What Just Happened?
Krister Axel
4
It's going to take some time for me to process this. I'm already seeing a fair amount of beltway Dems talking about Kamala's perfect campaign, how it's all about misogyny, or my favorite, that she somehow had moved too far left - LOL. I think the only bet that I will make is that the Democratic National Committee completely ignores this opportunity to learn from their mistakes. I would bet a lot of money on that one.
I wrote a few months ago about the long list of issues we are facing. Unfortunately, it does seem that it's going to get quite a bit worse before it gets any better. And the answers to this question of what happened will be discussed for years if not decades to come. This was an historic loss. Maybe the momentum that Bernie Sanders had should not have been taken for granted. Maybe that policy of beating up the college kids standing up against the ongoing genocide, was not a particularly forward-thinking move. And this was the point I made the night before the election: in moments like these, "this is the best we can do" is just not a particularly catchy slogan.

• DIRECTION:
Reproduce the election commentary word for word from "What Just Happened?" up to and including "on that one.".

• RECORD EXCERPTS:
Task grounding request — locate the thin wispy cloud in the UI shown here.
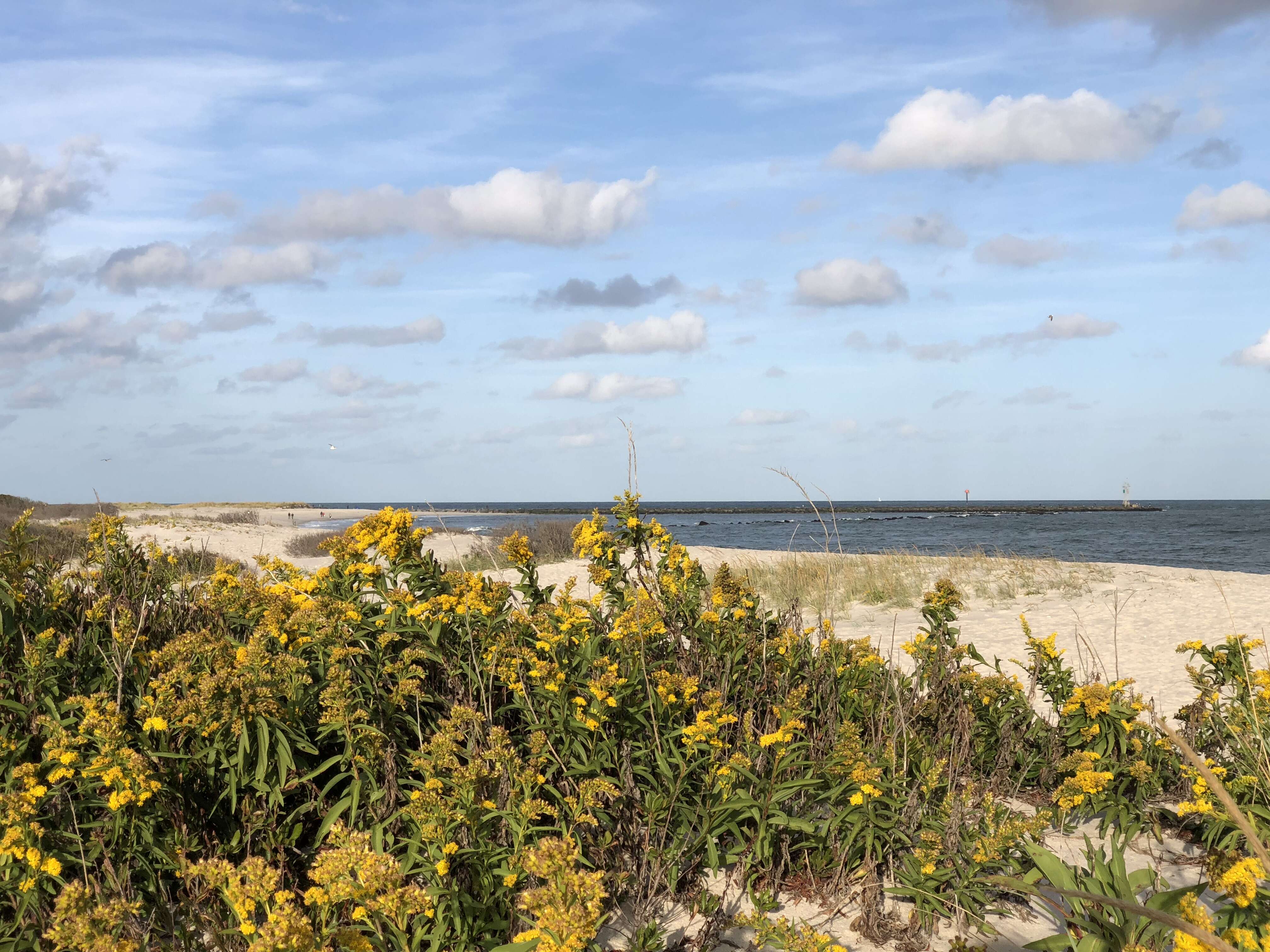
[533,274,684,307]
[843,314,1120,363]
[499,311,706,360]
[243,169,657,246]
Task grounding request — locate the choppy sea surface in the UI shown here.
[305,500,1270,574]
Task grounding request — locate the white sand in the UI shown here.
[117,508,1270,952]
[119,507,1270,715]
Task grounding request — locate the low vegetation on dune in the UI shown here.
[737,550,1111,617]
[287,529,343,558]
[457,519,574,571]
[0,494,1270,952]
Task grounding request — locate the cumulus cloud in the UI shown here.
[0,310,154,367]
[239,357,309,383]
[244,169,657,246]
[155,298,273,344]
[1222,330,1270,371]
[288,316,446,347]
[1015,0,1270,42]
[96,241,338,294]
[362,264,405,288]
[189,192,243,218]
[1001,386,1072,406]
[829,89,1177,173]
[1176,182,1270,230]
[1168,236,1247,262]
[974,234,1071,268]
[0,278,48,331]
[0,137,108,236]
[499,311,706,360]
[533,372,683,404]
[1177,138,1243,169]
[533,274,684,307]
[885,212,966,247]
[318,364,428,400]
[731,410,806,427]
[931,390,974,410]
[795,258,908,307]
[137,423,239,449]
[829,416,860,437]
[9,383,62,410]
[556,433,601,449]
[843,314,1120,363]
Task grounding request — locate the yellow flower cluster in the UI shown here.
[498,532,533,567]
[573,509,616,560]
[653,670,699,705]
[733,910,847,952]
[1174,892,1217,952]
[305,823,434,929]
[1054,750,1114,810]
[758,692,806,753]
[328,507,432,564]
[1177,758,1226,816]
[1063,682,1111,717]
[44,882,141,952]
[681,690,738,748]
[512,836,608,952]
[608,589,667,643]
[406,572,511,625]
[1212,857,1266,909]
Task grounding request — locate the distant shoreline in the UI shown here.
[309,503,1163,515]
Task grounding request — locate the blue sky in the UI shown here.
[0,0,1270,502]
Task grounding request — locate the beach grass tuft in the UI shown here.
[734,548,1111,618]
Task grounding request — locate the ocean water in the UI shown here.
[306,500,1270,574]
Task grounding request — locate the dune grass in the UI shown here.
[287,529,344,558]
[733,550,1111,617]
[455,519,578,571]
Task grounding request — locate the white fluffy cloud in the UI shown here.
[1001,385,1072,406]
[239,358,309,383]
[829,89,1177,171]
[9,383,64,410]
[795,258,908,307]
[974,235,1069,268]
[886,212,966,247]
[731,410,806,427]
[1226,330,1270,371]
[0,138,107,235]
[318,364,426,400]
[0,278,46,331]
[0,310,154,367]
[843,314,1120,363]
[96,241,338,294]
[289,316,446,347]
[1016,0,1270,41]
[155,298,273,344]
[533,372,683,404]
[1176,182,1270,229]
[499,311,706,360]
[245,169,657,246]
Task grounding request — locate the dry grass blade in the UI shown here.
[983,876,1239,952]
[1156,717,1270,870]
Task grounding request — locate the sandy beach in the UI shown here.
[126,507,1270,715]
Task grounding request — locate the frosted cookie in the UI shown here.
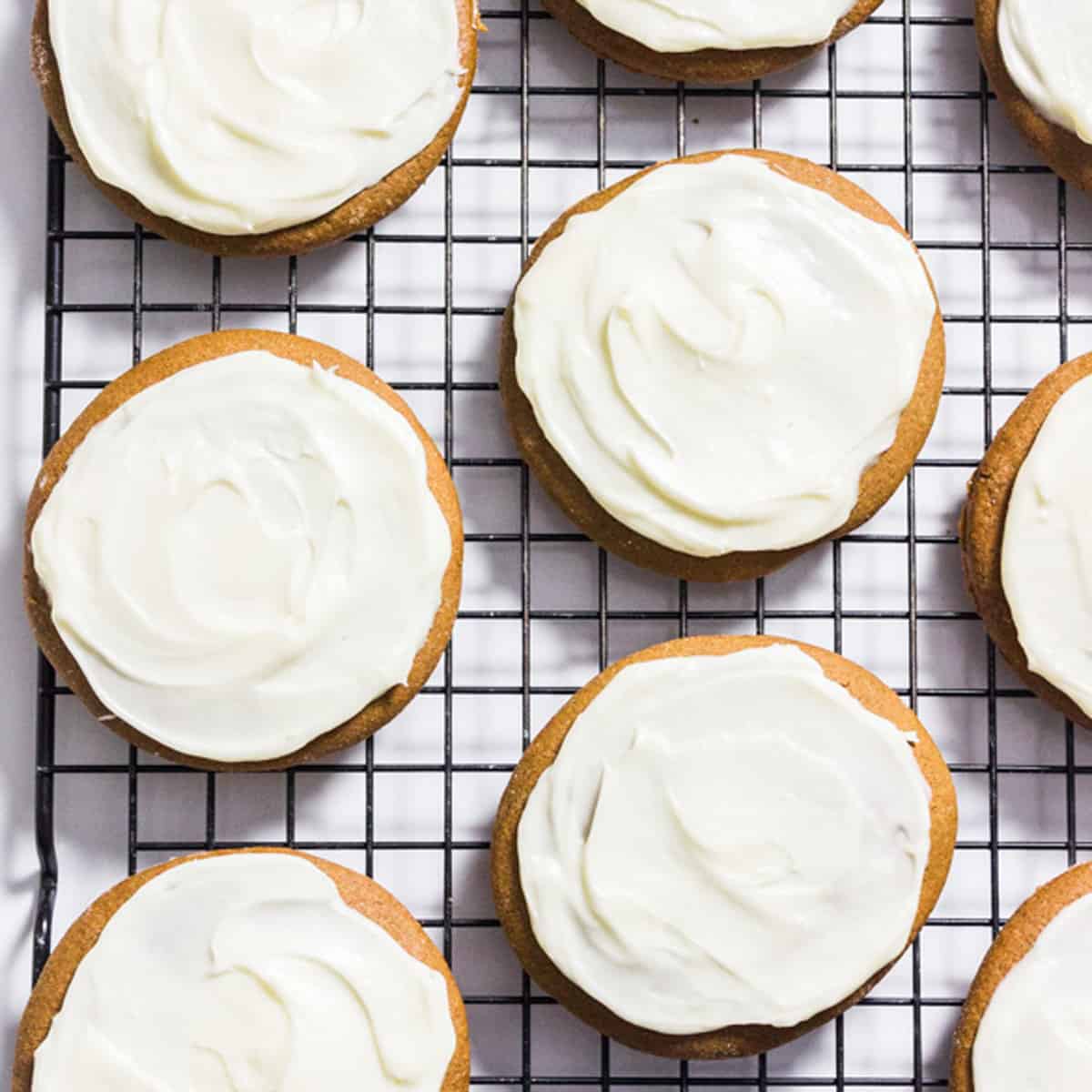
[960,355,1092,727]
[492,637,956,1058]
[542,0,881,83]
[949,864,1092,1092]
[12,850,470,1092]
[24,331,463,769]
[500,152,945,580]
[976,0,1092,190]
[32,0,477,256]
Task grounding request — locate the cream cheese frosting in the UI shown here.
[1001,377,1092,716]
[31,350,452,763]
[49,0,463,235]
[997,0,1092,144]
[518,645,930,1034]
[33,853,455,1092]
[514,154,935,557]
[972,895,1092,1092]
[578,0,856,54]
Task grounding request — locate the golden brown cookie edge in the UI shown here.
[31,0,480,258]
[974,0,1092,191]
[542,0,883,83]
[23,329,463,771]
[11,846,470,1092]
[959,354,1092,728]
[491,637,957,1059]
[949,864,1092,1092]
[500,148,945,582]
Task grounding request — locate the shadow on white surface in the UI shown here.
[0,4,46,1079]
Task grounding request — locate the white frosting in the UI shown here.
[1001,377,1092,716]
[518,645,930,1034]
[33,854,455,1092]
[997,0,1092,144]
[515,155,935,557]
[32,351,451,763]
[972,895,1092,1092]
[579,0,856,54]
[49,0,462,235]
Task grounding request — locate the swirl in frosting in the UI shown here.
[972,895,1092,1092]
[33,853,455,1092]
[578,0,856,54]
[49,0,463,235]
[518,645,930,1036]
[514,154,935,557]
[1001,376,1092,716]
[997,0,1092,144]
[31,350,452,763]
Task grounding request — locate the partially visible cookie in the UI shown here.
[500,151,945,581]
[492,637,956,1058]
[949,864,1092,1092]
[976,0,1092,190]
[542,0,883,83]
[12,848,470,1092]
[23,329,463,770]
[31,0,480,257]
[960,355,1092,727]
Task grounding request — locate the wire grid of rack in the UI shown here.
[27,0,1092,1092]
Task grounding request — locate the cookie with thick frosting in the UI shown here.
[12,848,470,1092]
[949,864,1092,1092]
[542,0,881,83]
[500,152,945,581]
[24,329,463,769]
[31,0,479,256]
[960,355,1092,727]
[976,0,1092,190]
[492,637,956,1058]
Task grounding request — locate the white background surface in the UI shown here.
[6,0,1092,1085]
[0,0,46,1081]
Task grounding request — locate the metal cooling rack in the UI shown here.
[34,0,1092,1092]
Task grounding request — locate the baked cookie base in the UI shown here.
[491,637,957,1059]
[500,149,945,581]
[31,0,482,258]
[948,864,1092,1092]
[542,0,883,83]
[959,354,1092,728]
[974,0,1092,190]
[11,848,470,1092]
[23,329,463,771]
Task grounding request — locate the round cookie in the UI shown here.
[12,848,470,1092]
[542,0,883,83]
[491,637,956,1059]
[23,329,463,770]
[974,0,1092,190]
[959,354,1092,728]
[949,864,1092,1092]
[31,0,481,258]
[500,149,945,581]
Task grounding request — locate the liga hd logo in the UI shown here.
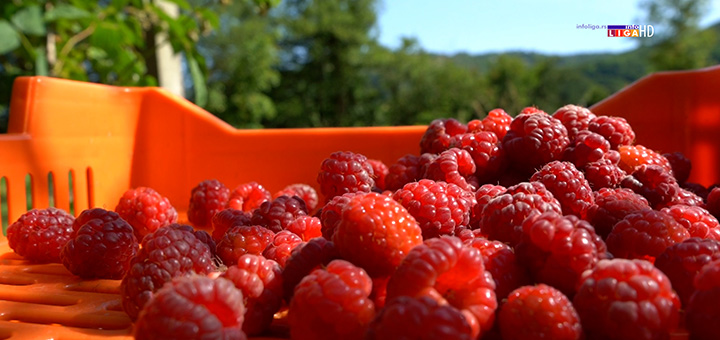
[608,25,655,38]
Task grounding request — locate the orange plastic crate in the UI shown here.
[0,63,720,339]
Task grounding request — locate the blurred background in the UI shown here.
[0,0,720,131]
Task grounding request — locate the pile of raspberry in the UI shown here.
[8,105,720,340]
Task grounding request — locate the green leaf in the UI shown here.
[45,4,91,22]
[186,54,207,106]
[0,20,20,54]
[11,5,45,36]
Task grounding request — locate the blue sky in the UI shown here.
[378,0,720,55]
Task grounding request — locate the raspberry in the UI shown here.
[685,260,720,340]
[274,184,318,212]
[120,224,215,320]
[320,192,365,240]
[503,114,570,173]
[60,210,139,280]
[470,184,507,229]
[663,152,692,183]
[420,118,467,154]
[480,182,562,246]
[212,208,252,242]
[7,208,75,263]
[387,236,497,339]
[393,179,474,238]
[463,237,530,302]
[563,130,610,169]
[368,159,390,190]
[317,151,375,202]
[286,216,322,241]
[226,182,272,212]
[618,145,672,174]
[498,284,582,340]
[552,104,596,140]
[607,210,690,262]
[220,254,282,335]
[588,116,635,150]
[661,205,720,241]
[655,237,720,307]
[188,179,230,229]
[530,161,595,218]
[333,193,422,277]
[288,260,375,340]
[573,259,680,340]
[283,238,340,301]
[250,196,308,233]
[584,158,626,190]
[135,276,247,340]
[217,225,275,266]
[515,212,604,296]
[365,296,473,340]
[587,188,650,238]
[262,230,303,268]
[450,131,507,182]
[621,165,680,209]
[425,148,478,191]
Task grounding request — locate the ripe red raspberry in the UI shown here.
[135,276,247,340]
[288,260,375,340]
[283,237,340,301]
[618,145,672,174]
[563,130,610,169]
[470,184,507,229]
[663,152,692,183]
[262,230,303,268]
[661,205,720,241]
[621,165,680,209]
[333,193,422,277]
[274,183,318,212]
[285,216,322,241]
[212,208,252,242]
[115,187,177,239]
[120,224,215,320]
[588,116,635,150]
[188,179,230,229]
[365,296,473,340]
[655,237,720,307]
[220,254,282,336]
[468,109,512,140]
[368,159,390,190]
[393,179,474,238]
[60,210,139,280]
[7,208,75,263]
[226,182,271,213]
[450,131,507,182]
[606,210,690,262]
[425,148,478,191]
[420,118,467,154]
[498,284,582,340]
[480,182,562,246]
[250,196,308,233]
[217,225,275,266]
[387,236,497,339]
[503,114,570,173]
[587,188,650,238]
[463,237,530,302]
[573,259,680,340]
[530,161,595,218]
[515,212,605,296]
[317,151,375,202]
[685,260,720,340]
[583,158,627,191]
[552,104,596,140]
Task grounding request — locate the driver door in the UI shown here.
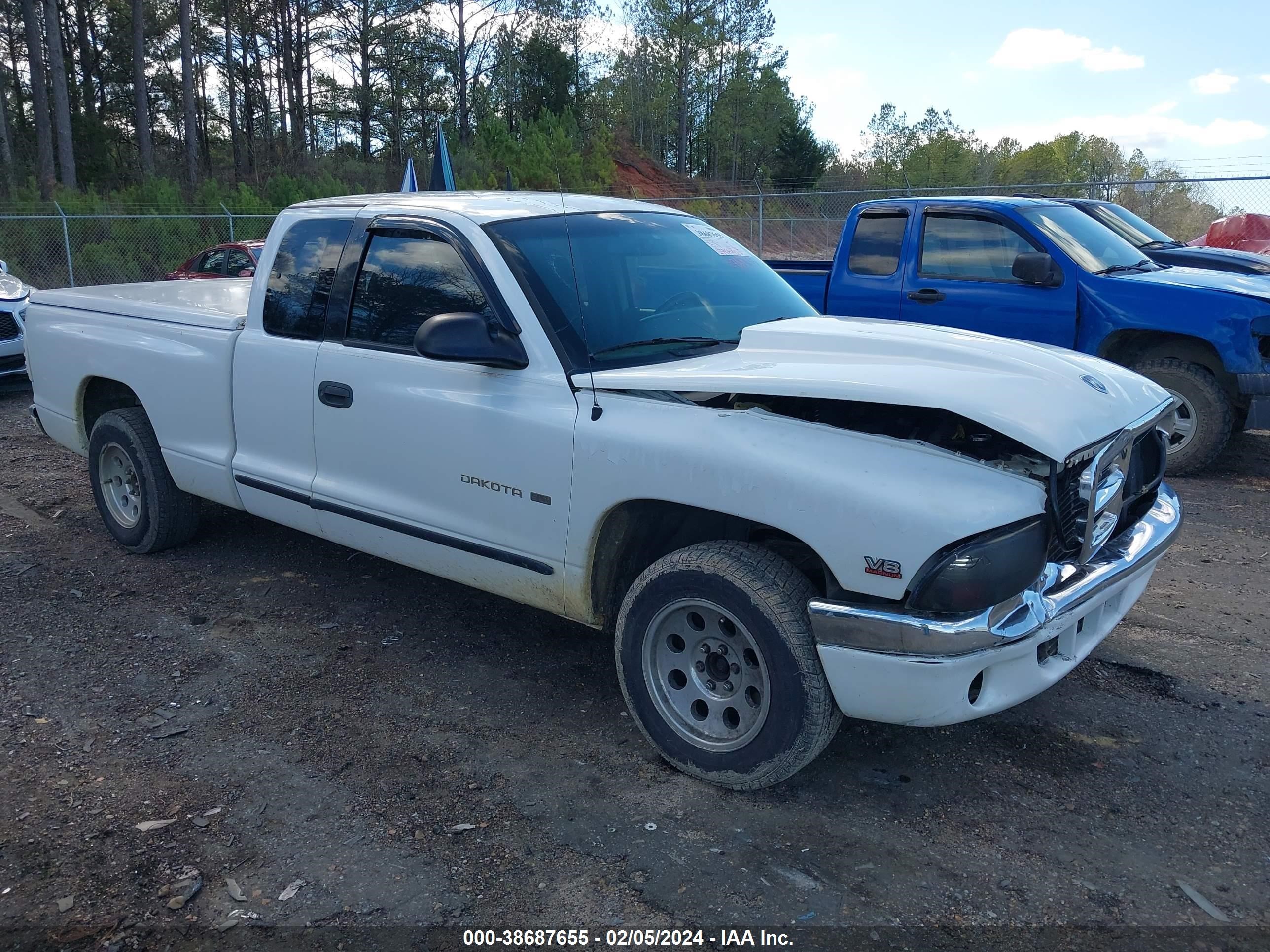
[311,220,578,612]
[900,207,1076,348]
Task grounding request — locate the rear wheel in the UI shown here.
[615,542,842,789]
[88,406,198,552]
[1133,358,1235,476]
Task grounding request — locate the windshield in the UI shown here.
[1086,204,1176,247]
[1020,204,1152,272]
[487,212,815,368]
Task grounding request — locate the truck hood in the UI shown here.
[1117,265,1270,301]
[573,317,1168,461]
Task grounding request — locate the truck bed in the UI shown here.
[27,278,251,507]
[31,278,251,330]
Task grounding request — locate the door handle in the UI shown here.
[318,379,353,410]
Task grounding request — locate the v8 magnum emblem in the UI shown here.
[865,556,904,579]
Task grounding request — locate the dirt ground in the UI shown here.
[0,391,1270,950]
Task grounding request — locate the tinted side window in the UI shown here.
[225,247,255,278]
[919,214,1039,280]
[847,214,908,275]
[347,231,494,348]
[194,247,225,274]
[264,218,353,340]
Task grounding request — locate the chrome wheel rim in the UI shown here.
[641,598,771,751]
[97,443,145,529]
[1168,390,1195,453]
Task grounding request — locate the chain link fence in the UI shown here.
[0,176,1270,288]
[0,212,276,288]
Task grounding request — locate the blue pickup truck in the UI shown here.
[768,197,1270,474]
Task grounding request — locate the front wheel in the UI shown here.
[615,542,842,789]
[1133,358,1235,476]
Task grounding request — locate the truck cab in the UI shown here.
[772,197,1270,474]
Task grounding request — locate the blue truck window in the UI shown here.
[847,212,908,277]
[918,214,1040,280]
[263,218,353,340]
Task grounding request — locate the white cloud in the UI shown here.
[1190,70,1239,95]
[790,66,880,154]
[1081,46,1147,72]
[982,109,1270,152]
[988,27,1147,72]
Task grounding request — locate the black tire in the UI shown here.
[1133,357,1235,476]
[88,406,198,553]
[615,542,842,789]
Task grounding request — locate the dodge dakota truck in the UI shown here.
[27,192,1181,788]
[771,197,1270,474]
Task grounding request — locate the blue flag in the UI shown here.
[401,159,419,192]
[428,119,459,192]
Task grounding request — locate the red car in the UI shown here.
[1186,212,1270,255]
[166,241,264,280]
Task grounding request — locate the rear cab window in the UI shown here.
[263,218,353,340]
[194,247,225,274]
[344,229,495,353]
[847,208,908,277]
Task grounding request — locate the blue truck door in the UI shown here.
[900,204,1076,348]
[823,202,915,321]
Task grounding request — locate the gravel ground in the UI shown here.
[0,383,1270,948]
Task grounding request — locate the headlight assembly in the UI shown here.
[908,516,1049,612]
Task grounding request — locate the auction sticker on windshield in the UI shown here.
[683,221,749,255]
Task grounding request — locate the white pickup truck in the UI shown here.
[27,192,1181,788]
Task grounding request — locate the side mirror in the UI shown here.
[1010,251,1063,288]
[414,311,529,371]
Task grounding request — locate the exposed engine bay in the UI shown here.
[675,392,1050,480]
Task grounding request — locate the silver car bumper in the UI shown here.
[0,301,27,378]
[808,483,1182,726]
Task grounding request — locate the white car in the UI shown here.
[0,262,31,379]
[27,192,1181,788]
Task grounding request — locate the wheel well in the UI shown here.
[591,499,837,628]
[80,377,141,445]
[1098,330,1238,394]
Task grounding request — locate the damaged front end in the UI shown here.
[680,392,1173,581]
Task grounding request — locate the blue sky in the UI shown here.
[771,0,1270,172]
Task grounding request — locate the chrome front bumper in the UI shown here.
[808,483,1182,656]
[808,485,1182,727]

• RESPONSE TO THE EXERCISE:
What Just Happened?
Krister Axel
4
It's going to take some time for me to process this. I'm already seeing a fair amount of beltway Dems talking about Kamala's perfect campaign, how it's all about misogyny, or my favorite, that she somehow had moved too far left - LOL. I think the only bet that I will make is that the Democratic National Committee completely ignores this opportunity to learn from their mistakes. I would bet a lot of money on that one.